Record set –
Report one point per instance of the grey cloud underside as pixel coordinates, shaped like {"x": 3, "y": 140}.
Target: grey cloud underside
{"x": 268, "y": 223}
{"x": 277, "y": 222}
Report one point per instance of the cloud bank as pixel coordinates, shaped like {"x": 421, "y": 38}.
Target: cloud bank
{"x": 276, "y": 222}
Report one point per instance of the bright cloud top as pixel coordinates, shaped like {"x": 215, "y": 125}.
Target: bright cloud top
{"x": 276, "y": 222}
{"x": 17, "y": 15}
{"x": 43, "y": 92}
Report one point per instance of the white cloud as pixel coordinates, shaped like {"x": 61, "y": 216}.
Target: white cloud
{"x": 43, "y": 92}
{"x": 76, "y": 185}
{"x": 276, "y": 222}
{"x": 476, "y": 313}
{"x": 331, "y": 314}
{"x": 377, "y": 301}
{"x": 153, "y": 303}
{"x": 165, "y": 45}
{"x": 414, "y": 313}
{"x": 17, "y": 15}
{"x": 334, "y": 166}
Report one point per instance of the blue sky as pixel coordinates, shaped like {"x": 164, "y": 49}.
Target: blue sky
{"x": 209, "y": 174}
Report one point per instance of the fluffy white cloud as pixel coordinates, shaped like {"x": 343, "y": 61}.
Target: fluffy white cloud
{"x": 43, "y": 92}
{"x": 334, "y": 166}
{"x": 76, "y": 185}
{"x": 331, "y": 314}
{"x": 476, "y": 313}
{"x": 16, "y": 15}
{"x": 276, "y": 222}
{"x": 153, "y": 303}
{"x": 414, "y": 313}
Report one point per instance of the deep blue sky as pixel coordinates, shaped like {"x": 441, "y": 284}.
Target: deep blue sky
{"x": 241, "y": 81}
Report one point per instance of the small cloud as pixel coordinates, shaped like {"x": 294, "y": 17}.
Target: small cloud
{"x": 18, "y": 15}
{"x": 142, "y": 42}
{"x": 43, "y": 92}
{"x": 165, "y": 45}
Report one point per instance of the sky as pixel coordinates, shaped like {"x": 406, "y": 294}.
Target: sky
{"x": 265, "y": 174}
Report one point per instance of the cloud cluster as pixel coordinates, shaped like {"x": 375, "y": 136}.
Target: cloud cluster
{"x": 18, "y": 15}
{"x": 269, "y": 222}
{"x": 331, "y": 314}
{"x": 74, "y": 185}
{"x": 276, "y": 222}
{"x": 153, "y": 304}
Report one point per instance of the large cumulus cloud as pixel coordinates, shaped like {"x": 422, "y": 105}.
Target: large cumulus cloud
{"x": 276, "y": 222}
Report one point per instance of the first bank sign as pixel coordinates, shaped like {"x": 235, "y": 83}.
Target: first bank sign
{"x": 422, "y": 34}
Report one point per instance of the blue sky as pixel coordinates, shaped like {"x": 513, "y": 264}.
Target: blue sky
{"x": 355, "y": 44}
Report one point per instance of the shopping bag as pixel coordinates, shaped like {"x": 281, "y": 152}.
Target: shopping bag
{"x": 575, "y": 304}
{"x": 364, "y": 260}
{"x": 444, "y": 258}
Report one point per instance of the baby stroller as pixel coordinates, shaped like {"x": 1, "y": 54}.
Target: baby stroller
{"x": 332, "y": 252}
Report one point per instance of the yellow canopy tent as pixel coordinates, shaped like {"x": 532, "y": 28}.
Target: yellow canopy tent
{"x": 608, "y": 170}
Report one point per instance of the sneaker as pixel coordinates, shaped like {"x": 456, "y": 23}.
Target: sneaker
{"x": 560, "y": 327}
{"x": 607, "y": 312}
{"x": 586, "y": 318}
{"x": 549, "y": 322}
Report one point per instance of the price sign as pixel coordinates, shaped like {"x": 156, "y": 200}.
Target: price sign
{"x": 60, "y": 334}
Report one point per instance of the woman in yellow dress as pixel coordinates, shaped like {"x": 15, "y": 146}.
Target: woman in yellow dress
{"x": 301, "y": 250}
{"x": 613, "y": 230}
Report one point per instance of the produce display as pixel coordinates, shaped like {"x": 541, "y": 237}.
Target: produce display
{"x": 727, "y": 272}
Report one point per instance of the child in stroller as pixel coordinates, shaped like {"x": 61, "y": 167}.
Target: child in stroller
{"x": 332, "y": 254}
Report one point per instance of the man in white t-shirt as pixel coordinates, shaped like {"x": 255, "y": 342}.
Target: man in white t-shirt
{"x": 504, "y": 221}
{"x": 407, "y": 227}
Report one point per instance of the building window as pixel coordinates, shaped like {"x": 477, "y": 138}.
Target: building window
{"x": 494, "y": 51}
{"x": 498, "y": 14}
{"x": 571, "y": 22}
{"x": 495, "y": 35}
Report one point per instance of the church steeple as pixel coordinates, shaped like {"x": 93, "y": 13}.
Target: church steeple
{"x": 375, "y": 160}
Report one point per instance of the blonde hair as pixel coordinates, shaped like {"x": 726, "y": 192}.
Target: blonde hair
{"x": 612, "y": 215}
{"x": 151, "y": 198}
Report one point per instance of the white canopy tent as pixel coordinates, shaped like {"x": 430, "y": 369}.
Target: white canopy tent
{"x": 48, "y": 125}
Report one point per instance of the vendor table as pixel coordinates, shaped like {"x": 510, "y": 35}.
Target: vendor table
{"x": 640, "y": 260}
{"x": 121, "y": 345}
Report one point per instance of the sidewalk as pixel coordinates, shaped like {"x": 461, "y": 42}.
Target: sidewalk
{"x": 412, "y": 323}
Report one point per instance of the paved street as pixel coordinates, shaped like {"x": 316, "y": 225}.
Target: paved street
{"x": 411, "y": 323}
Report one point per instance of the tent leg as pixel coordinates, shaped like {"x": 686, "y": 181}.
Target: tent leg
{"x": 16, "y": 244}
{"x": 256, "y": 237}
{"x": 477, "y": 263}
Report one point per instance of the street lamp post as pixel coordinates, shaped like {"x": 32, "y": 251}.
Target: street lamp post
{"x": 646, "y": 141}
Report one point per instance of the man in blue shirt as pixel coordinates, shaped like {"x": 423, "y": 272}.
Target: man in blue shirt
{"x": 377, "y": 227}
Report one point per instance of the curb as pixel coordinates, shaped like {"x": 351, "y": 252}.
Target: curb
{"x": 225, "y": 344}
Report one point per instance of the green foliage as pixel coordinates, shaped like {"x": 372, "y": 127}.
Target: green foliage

Stated problem –
Return exactly the lines from the one containing "Report one point per instance of the tent" through the last line of the records above, both included, and nothing else.

The solution –
Report one point per instance of the tent leg as pixel coordinates, shaped like {"x": 686, "y": 181}.
Target: tent leg
{"x": 16, "y": 244}
{"x": 256, "y": 237}
{"x": 477, "y": 263}
Report one point per instance of the street lamp post as pixel coordinates, shaped like {"x": 32, "y": 251}.
Target: street lamp post
{"x": 646, "y": 141}
Report one point per instance of the man in blue shirt as pixel coordinates, shaped like {"x": 423, "y": 272}.
Target: man in blue shirt
{"x": 377, "y": 227}
Report one point per instance of the curb as pixel coordinates, shaped like {"x": 351, "y": 252}.
Target: curb
{"x": 225, "y": 344}
Report one point per instance of the green foliage as pixel coordinates, shaped like {"x": 372, "y": 127}.
Target: green foliage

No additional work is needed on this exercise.